Bradford destaca, que “Esta medida tuvo un éxito magnifico. Convirtió a cada miembro de la colonia en una fuerza productora, y en 1623, se obtuvo mucho más maíz del que se había obtenido anteriormente, librando al Gobernador de grandes problemas”.

La consecuencia de transformar a cada familia en dueña única e independiente de una parcela —para que la administraran de acuerdo a sus propios intereses— fue, “que la mujeres acudieran voluntariamente a ocuparse de sus tierras y llevasen con ellas a sus pequeños. Eran las mismas que antes, bajo el sistema comunitario, alegaban que no poseían las fuerzas o destrezas necesarias para tales tareas” y, por lo tanto, no iban.

El milagro que transformó a esa colonia situada en una región donde el clima es inclemente, y que además, en aquel entonces estaba totalmente aislada, no fue otro que la institución de la propiedad privada.

[Ítems de un conjunto de datos]
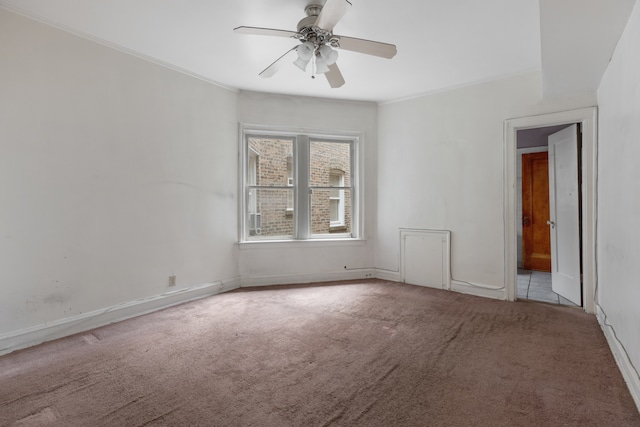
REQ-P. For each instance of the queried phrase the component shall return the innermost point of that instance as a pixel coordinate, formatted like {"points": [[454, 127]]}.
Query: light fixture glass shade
{"points": [[302, 63], [321, 65], [328, 54], [305, 50]]}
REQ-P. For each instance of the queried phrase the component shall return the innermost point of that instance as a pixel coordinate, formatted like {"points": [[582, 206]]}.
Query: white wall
{"points": [[441, 166], [307, 261], [114, 174], [619, 193]]}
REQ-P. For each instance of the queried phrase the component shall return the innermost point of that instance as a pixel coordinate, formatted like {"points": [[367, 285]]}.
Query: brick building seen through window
{"points": [[270, 205]]}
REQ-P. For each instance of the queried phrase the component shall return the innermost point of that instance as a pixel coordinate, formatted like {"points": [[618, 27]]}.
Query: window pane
{"points": [[329, 162], [330, 215], [270, 161], [269, 216]]}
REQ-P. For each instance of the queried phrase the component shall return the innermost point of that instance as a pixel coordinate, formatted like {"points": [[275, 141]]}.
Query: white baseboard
{"points": [[478, 290], [393, 276], [629, 372], [456, 286], [361, 273], [28, 337]]}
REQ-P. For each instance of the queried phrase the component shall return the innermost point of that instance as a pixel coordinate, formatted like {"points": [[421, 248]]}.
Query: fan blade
{"points": [[369, 47], [264, 31], [276, 65], [331, 13], [334, 76]]}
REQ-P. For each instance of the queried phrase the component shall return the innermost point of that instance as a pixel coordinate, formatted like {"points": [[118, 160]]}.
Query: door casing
{"points": [[587, 117]]}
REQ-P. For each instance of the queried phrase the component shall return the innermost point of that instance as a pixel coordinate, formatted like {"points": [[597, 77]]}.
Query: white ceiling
{"points": [[441, 44]]}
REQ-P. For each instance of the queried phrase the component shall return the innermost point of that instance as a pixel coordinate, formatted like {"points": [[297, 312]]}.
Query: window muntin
{"points": [[298, 187]]}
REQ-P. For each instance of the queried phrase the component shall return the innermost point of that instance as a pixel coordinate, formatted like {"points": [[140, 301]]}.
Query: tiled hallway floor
{"points": [[536, 286]]}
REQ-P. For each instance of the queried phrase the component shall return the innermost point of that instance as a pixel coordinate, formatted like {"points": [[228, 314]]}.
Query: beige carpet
{"points": [[347, 354]]}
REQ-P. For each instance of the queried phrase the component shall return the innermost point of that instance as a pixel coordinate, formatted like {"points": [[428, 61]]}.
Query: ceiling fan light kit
{"points": [[318, 43]]}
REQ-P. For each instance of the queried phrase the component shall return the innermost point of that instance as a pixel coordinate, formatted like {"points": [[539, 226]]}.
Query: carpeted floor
{"points": [[346, 354]]}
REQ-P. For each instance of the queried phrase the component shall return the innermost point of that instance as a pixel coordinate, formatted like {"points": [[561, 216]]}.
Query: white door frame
{"points": [[587, 117]]}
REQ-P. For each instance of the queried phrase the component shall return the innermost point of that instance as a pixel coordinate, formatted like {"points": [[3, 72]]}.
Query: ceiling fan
{"points": [[318, 43]]}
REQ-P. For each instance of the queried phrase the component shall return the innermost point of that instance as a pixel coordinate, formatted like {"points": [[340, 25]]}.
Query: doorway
{"points": [[535, 280], [513, 220]]}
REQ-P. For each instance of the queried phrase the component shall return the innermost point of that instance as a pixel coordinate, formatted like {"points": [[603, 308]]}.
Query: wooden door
{"points": [[536, 238]]}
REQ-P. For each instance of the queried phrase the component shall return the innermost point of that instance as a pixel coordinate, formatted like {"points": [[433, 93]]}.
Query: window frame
{"points": [[302, 139]]}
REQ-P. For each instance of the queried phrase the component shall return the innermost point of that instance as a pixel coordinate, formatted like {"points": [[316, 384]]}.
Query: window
{"points": [[298, 187], [336, 199]]}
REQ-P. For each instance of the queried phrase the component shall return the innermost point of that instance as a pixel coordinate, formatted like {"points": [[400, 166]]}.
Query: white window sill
{"points": [[311, 243]]}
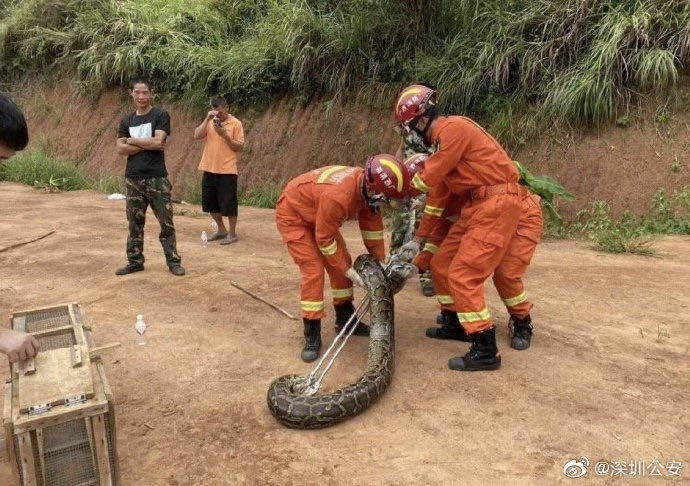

**Tarea pedida 1:** Según el fragmento sobre la colonia, ¿qué fue el milagro que la transformó?
**Tarea pedida 2:** Resume en dos oraciones el fragmento sobre la colonia.
**Tarea pedida 3:** En el fragmento sobre la colonia, reescribe de forma más breve el párrafo que empieza con "La consecuencia de transformar".

**Resultado 1:** La institución de la propiedad privada.

**Resultado 2:** Según Bradford, dar a cada familia su propia parcela convirtió a cada miembro de la colonia en una fuerza productora, y en 1623 se obtuvo mucho más maíz que antes. Incluso las mujeres, que bajo el sistema comunitario no iban a las tierras, acudieron voluntariamente con sus pequeños, y el fragmento atribuye este cambio a la institución de la propiedad privada.

**Resultado 3:** Cuando cada familia recibió una parcela propia para administrarla según sus intereses, las mujeres fueron voluntariamente a trabajar sus tierras con sus pequeños. Bajo el sistema comunitario, en cambio, no iban, porque alegaban que no tenían las fuerzas ni las destrezas necesarias.